**Written problem:**
Write out the records word for word, with no pictures.

**Data:**
*-*-*

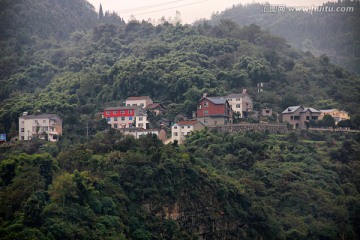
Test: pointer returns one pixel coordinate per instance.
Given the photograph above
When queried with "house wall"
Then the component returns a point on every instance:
(38, 126)
(213, 121)
(139, 102)
(141, 121)
(212, 109)
(293, 118)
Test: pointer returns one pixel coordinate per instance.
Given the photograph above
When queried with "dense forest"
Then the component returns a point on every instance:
(302, 185)
(335, 34)
(216, 186)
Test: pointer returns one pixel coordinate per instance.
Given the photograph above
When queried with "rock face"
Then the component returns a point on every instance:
(244, 127)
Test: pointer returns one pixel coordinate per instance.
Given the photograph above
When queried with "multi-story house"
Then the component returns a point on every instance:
(44, 126)
(140, 132)
(181, 129)
(337, 114)
(240, 103)
(142, 101)
(156, 108)
(214, 111)
(126, 117)
(300, 116)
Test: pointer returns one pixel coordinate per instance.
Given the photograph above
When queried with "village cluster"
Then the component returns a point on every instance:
(132, 119)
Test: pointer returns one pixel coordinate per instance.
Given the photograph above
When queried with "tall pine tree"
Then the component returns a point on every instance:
(101, 13)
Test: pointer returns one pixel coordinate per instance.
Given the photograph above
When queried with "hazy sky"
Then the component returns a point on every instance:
(190, 10)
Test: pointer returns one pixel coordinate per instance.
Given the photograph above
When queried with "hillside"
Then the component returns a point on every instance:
(217, 186)
(335, 34)
(302, 185)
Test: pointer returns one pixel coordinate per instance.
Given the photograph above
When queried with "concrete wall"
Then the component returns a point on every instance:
(244, 127)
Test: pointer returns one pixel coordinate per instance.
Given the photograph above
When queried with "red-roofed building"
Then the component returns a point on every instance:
(181, 129)
(142, 101)
(156, 108)
(214, 111)
(126, 117)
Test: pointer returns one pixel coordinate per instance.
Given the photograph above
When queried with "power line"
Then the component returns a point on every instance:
(149, 6)
(164, 9)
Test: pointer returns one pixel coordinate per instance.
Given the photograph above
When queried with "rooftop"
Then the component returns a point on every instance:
(121, 108)
(216, 100)
(292, 109)
(138, 98)
(45, 115)
(192, 122)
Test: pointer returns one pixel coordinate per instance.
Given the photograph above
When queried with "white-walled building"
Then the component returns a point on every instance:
(183, 128)
(126, 117)
(241, 103)
(142, 101)
(44, 126)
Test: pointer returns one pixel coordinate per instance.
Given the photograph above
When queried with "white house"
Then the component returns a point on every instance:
(44, 126)
(142, 101)
(183, 128)
(240, 103)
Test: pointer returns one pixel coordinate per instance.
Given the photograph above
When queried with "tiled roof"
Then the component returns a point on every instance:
(47, 116)
(216, 100)
(154, 105)
(311, 110)
(138, 98)
(193, 122)
(329, 110)
(121, 108)
(291, 109)
(236, 95)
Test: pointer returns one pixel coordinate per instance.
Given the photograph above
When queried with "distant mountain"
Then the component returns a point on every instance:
(336, 34)
(44, 18)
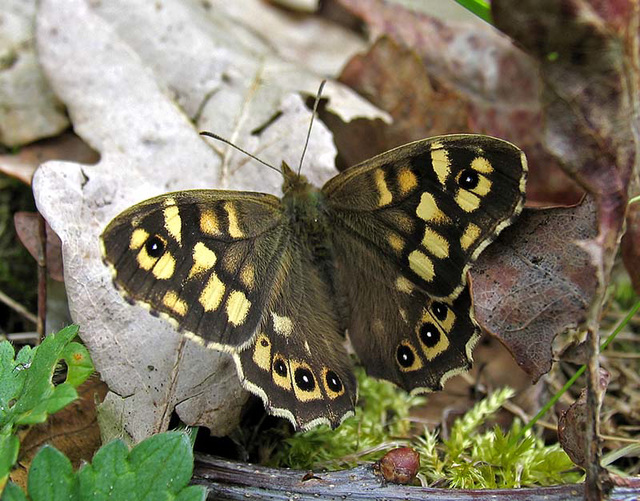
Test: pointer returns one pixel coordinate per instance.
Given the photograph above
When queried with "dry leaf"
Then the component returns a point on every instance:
(113, 63)
(537, 281)
(497, 84)
(28, 230)
(28, 109)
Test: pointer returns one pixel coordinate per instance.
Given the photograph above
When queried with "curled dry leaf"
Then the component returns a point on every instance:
(140, 80)
(537, 281)
(30, 110)
(494, 85)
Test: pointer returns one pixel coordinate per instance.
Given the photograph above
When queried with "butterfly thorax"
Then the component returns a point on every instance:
(304, 205)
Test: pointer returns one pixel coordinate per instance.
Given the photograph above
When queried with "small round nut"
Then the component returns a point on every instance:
(400, 465)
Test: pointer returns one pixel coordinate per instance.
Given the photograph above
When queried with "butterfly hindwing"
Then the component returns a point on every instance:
(406, 227)
(298, 364)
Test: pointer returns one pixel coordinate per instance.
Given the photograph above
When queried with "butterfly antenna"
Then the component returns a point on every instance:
(225, 141)
(315, 108)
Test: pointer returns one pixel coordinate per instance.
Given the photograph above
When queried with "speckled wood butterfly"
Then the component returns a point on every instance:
(381, 252)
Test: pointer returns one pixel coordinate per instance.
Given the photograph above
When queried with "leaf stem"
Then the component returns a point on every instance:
(578, 373)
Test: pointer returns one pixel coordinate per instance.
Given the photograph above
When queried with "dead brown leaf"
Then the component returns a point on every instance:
(536, 281)
(74, 431)
(473, 72)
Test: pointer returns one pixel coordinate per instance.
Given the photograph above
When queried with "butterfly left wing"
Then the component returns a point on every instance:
(203, 259)
(232, 273)
(406, 226)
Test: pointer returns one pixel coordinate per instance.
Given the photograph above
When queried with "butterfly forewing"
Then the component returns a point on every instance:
(406, 226)
(204, 259)
(431, 206)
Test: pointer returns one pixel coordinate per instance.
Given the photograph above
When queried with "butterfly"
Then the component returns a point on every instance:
(380, 254)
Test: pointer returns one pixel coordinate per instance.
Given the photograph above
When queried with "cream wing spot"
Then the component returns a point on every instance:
(262, 352)
(247, 276)
(174, 303)
(305, 386)
(481, 164)
(237, 307)
(383, 189)
(234, 229)
(467, 200)
(138, 238)
(396, 242)
(484, 186)
(145, 261)
(280, 372)
(440, 162)
(404, 285)
(428, 210)
(435, 243)
(407, 181)
(164, 267)
(282, 325)
(204, 259)
(421, 265)
(196, 339)
(212, 294)
(469, 236)
(172, 220)
(209, 223)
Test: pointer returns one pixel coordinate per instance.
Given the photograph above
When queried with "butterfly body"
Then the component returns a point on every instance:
(380, 252)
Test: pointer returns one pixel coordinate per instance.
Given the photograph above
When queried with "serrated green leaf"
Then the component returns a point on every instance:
(79, 364)
(13, 493)
(159, 468)
(192, 493)
(51, 476)
(9, 447)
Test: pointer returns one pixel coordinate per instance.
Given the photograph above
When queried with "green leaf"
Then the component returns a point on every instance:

*-*-*

**Task solution:**
Test: pointer returns one pixel coordinate per instance.
Given the photograph above
When queried with "house wall"
Then the component returns a point on every instance:
(38, 126)
(213, 121)
(139, 102)
(141, 121)
(212, 109)
(293, 118)
Test: pointer returns one pixel coordinate per instance.
Given the photograph above
When queried with "dense forest"
Then the component returns a point on every instance:
(302, 185)
(335, 34)
(216, 186)
Test: pointer returns one pixel coordinate per instance.
Given the photograph above
When queried with "rock face"
Then the component returns a point on every instance:
(244, 127)
Test: pointer returns one pixel coordinate per instance.
Given the photograph above
When queried with "multi-story house"
Then the component returns a point on every instance:
(44, 126)
(140, 132)
(181, 129)
(337, 114)
(240, 103)
(142, 101)
(156, 108)
(214, 111)
(126, 117)
(300, 116)
Test: pointer returns one pixel coordinate per instance.
Given the photograph above
When queried with "village cluster"
Then the component returns a point on every instance:
(132, 119)
Test: pointer returns one pixel coordinate per instance.
Given the photograph above
When queried with "tall pine tree"
Then the component returns a point on every instance:
(101, 13)
Test: pointer returns one pixel coordinate per instance.
Given the photograph above
When queried with "hazy sky"
Then the component returns a point on every instance:
(190, 10)
Test: pointer returns one pixel coordinate per instance.
Given the photograph above
When queried with "hillside"
Then the component returns a point on every instance:
(217, 186)
(335, 34)
(302, 185)
Test: pointer returns one pixel coordinate per instance.
Given the photograph above
When queried with "concrete wall"
Then the component returns a point on every instance:
(244, 127)
Test: pointer returns one pixel coordinate per instance.
Given the photograph above
When queried with "red-roofed building"
Then the component returns a point on every instance:
(181, 129)
(142, 101)
(156, 108)
(214, 111)
(126, 117)
Test: pointer returns one pixel coordinate per instance.
Given the photograph above
When queried with "power line"
Then the component returns a point on every instance:
(149, 6)
(164, 9)
Test: pointer returns one pixel coordinate per instance.
Given the photograph above
When queried with "rooftop"
Then the component returns a point on every instance:
(121, 108)
(216, 100)
(292, 109)
(138, 98)
(45, 115)
(192, 122)
Test: pointer returns one pixel coordinate per instance.
Given the photograph above
When queried with "white-walled building"
Then the component returns a point on every instance:
(183, 128)
(126, 117)
(241, 103)
(142, 101)
(44, 126)
Test: pointer returns one pixel coordinate per instance.
Given the photograph above
When queried with "white house"
Then the component returns a point on every instance:
(44, 126)
(142, 101)
(183, 128)
(240, 103)
Test: pointer returns one pixel coordinate per instance.
Given the photograph above
When queried with "tiled roof"
Then the component returns a point on every instance:
(47, 116)
(216, 100)
(154, 105)
(311, 110)
(138, 98)
(193, 122)
(329, 110)
(121, 108)
(291, 109)
(236, 95)
Test: pointer returns one pixel coordinate per instance.
Given the photograph above
When queried with "distant mountain"
Then the component returns a point on every instance:
(336, 34)
(44, 18)
Test: pointer returns one pixel coordinate per instance.
Given the photograph above
When queried with "dry leaf"
Then the component returns a point on every instance:
(113, 63)
(537, 281)
(497, 84)
(28, 230)
(28, 109)
Test: pointer returns one pixel coordinate per instance.
Given the photograph above
When queried with "curled dry leaf"
Then the component returns a point on every instance:
(140, 80)
(537, 281)
(30, 110)
(494, 85)
Test: pointer returns one pixel coordinate per instance.
Given the photograph above
When queried with "butterfly thorax"
Then the component returns a point on every instance:
(304, 205)
Test: pointer returns one pixel coordinate per instance.
Given the photograph above
When queried with "small round nut"
Then the component returns a point on every instance:
(400, 465)
Test: pointer returns one pixel coordinate per instance.
Given the photograph above
When queried with "butterfly hindwing"
Then the component returns a point on every instance:
(406, 227)
(298, 364)
Test: pointer returns one pixel coordinate per instance.
Given the photograph above
When queried with "butterfly antenna"
Then the component returns a point on every instance:
(225, 141)
(315, 108)
Test: pointer returns one pixel coordinate per instance.
Given the photograph above
When queried with "speckled wood butterfly"
Then the component returns a point on every instance:
(381, 252)
Test: pointer returns one pixel coordinate per instance.
Given the photograph above
When queried with "leaf stem"
Then the component returns a point on every instance:
(578, 373)
Test: pointer returns one pixel coordinate per instance.
Given the photograph above
When queried with "dead brown leaf"
Then the component returns a point on every instance:
(536, 281)
(74, 431)
(473, 72)
Test: pointer returns one pixel coordinate per instance.
Given the photograph above
When queried with "butterfly left wing"
Then the component returns a point on every instance:
(203, 259)
(232, 273)
(406, 226)
Test: pointer returns one pixel coordinate per instance.
Given the photograph above
When queried with "butterfly forewing"
Then the component returns a point on every instance:
(406, 226)
(204, 259)
(431, 206)
Test: pointer returns one pixel coordinate per instance.
Given the photograph above
When queried with "butterfly"
Then the component returns a point on every instance:
(380, 254)
Test: pointer returns one pixel coordinate per instance.
Given the photograph above
When queried with "cream wing spot"
Then the component returns a point on every instance:
(262, 352)
(247, 276)
(174, 303)
(305, 386)
(481, 164)
(237, 307)
(383, 189)
(234, 229)
(467, 200)
(138, 238)
(396, 242)
(484, 186)
(145, 261)
(280, 372)
(440, 162)
(404, 285)
(428, 210)
(435, 243)
(407, 181)
(164, 267)
(282, 325)
(204, 259)
(421, 265)
(196, 339)
(212, 294)
(469, 236)
(172, 220)
(209, 223)
Test: pointer returns one pixel coordinate per instance.
Given the photograph above
When queried with "butterfly body"
Then the component returns a point on every instance:
(380, 252)
Test: pointer returns one pixel coordinate per instance.
Given the photograph above
When queried with "serrated green leaf"
Then the component returns a point on every instance:
(79, 364)
(13, 493)
(159, 468)
(192, 493)
(51, 476)
(9, 447)
Test: pointer returns one pixel coordinate per instance.
Given the photograph above
When queried with "green leaf"
Then the component returns a point on every instance:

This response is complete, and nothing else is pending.